*** Opening of Text ***

Thank you thank you thank you for this post. My interest in medicine started on a mission trip to a third world country. Fortunately, we set up our own medical clinic, so I didn't have to help in in situations like what you are describing, but I did get to see the abject poverty, rampant illness, and pitiful living conditions of the patients. Yet, they had joy, and were so grateful to each of us for anything we could do for them. I wish every nurse, NP, doctor, PA, etc could experience a mission trip (to a third world country)- I have a feeling it would change their perception of their own medical teams and help them be more appreciative of what they have. Actually it would be nice if all patients had some of this same experience too ;). (Take my opinion for what its worth since I haven't even started school yet.)

XT-

On the one hand, it was very much like a disaster site. On the other hand, what I experienced was the day-to-day atmosphere at the hospital. There was no recovery effort, no urgency to triage patients, no volunteers rushing in to help. This was the way the hospital was run.

Yeah- I understand :)

Specializes in ICU, Telemetry.

This is my "measuring stick" of how good we have it. I make mission rosaries and send them to 3rd world countries, and sent a batch of several hundred to a church in India. I rec'd a letter back from the parish priest, thanking me for the rosaries and asking me to make them a little bigger.

Know why?

His parishioners are so poor they don't have enough spare cloth to have pockets on their clothing, and the rosaries have to fit over their heads if they are to keep up with them. He wrote of gangs of young men invading the convents and raping the nuns, because they thought it would "ruin them" and prevent them from serving as nuns.

You know, I might rail and complain at stupidity and injustice, but I've got enough cloth for a pocket. There are no roaming gangs that burst into homes to rape and kill any Catholics they find. There's so much food I can "waste" it as fat on my hips. We can go to the doctor if we're sick, and hospitals aren't just places to go for trauma or when you're dying.

We really don't know how good we have it.

I wish every nurse, NP, doctor, PA, etc could experience a mission trip (to a third world country)- I have a feeling it would change their perception of their own medical teams and help them be more appreciative of what they have. Actually it would be nice if all patients had some of this same experience too ;). (Take my opinion for what its worth since I haven't even started school yet.)

I wish to do exactly that, after getting some experience under my belt.

Specializes in Peds Medical Floor.

Can I ask which country this was? I'm interested in doing something similar but a little scared! How long were you there?

Specializes in Psychiatric Nursing.

The US nurses are very lucky (but sadly some of us don't even realize it). Nurses in the 3rd-world countries often work in horrible situation, receive pretty much zero respect from hospital staff, work long hours with so little compensation. This is why nurses from these countries want to move to the US.

Specializes in ICU/ER.

Canes, I have no idea how long you were there but that is quite the accomplishment. I don't know how many us would be emotionally and mentally strong enough to withstand something like that even on a temporary/mission basis. Hats off to you. That is true selflessness.

Specializes in ICF-MR.

OP thank you! :yeah:

I feel that we all need to remember that on those days that you think things can't get any worse and everything just sucks..... somewhere, someone has it worse than you.

Everyone needs to be humbled every now and then.

Really thanks for sharing your experience. :up:

Specializes in Infectious Disease, Neuro, Research.

Two items: 1) the socio-political doctrine of "tolerance" says that this is the best standard, because this is where they are and what they understand. I'm a standard-bearing Capitalist-Imperialist. Helenization was not a bad thing.

2) Any US urban center is 1 power-grid, and 3 days away from the same conditions. Never forget this. Tele-medicine, PDAs and tablets, EMR and tele are all wonderful tools. Know how to use them. However, 50 nurses and/or docs capable of using old "jug" water-seal chest tubes, casting with light mortar mix(concrete), and mixing their own NS are worth their weight in gold, without electricty and interstate trucking.

*** Close of Text ***
*** Opening of Dataset section ***

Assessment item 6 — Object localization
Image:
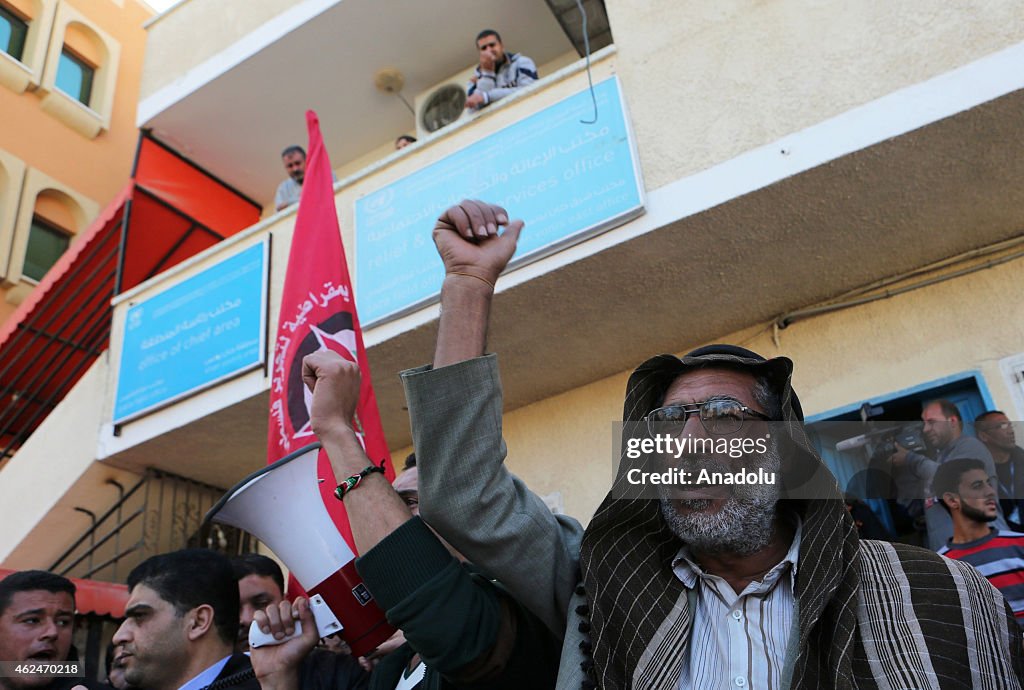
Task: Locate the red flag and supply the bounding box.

*** Close of Dataset section ***

## Using the information:
a. Please retype the part of the nursing forum thread starting with "The US nurses" and going on through "Specializes in ICF-MR.".
b. Answer these questions from the nursing forum thread:
(i) What did the parish priest in India ask the rosary maker to do to the rosaries?
(ii) According to the post from the psychiatric nursing specialist, how much respect do nurses in 3rd-world countries receive from hospital staff?
(iii) According to the final post, how many days away is any US urban center from the same conditions?
c. Translate this sentence from the nursing forum thread into Spanish: "There was no recovery effort, no urgency to triage patients, no volunteers rushing in to help."

## Completed exercise:
a.
The US nurses are very lucky (but sadly some of us don't even realize it). Nurses in the 3rd-world countries often work in horrible situation, receive pretty much zero respect from hospital staff, work long hours with so little compensation. This is why nurses from these countries want to move to the US.

Specializes in ICU/ER.

Canes, I have no idea how long you were there but that is quite the accomplishment. I don't know how many us would be emotionally and mentally strong enough to withstand something like that even on a temporary/mission basis. Hats off to you. That is true selflessness.

Specializes in ICF-MR.

b.
(i) Make them a little bigger.
(ii) Pretty much zero respect.
(iii) 3 days.

c. No había ningún esfuerzo de recuperación, ninguna urgencia por hacer el triaje de los pacientes, ningún voluntario acudiendo a toda prisa a ayudar.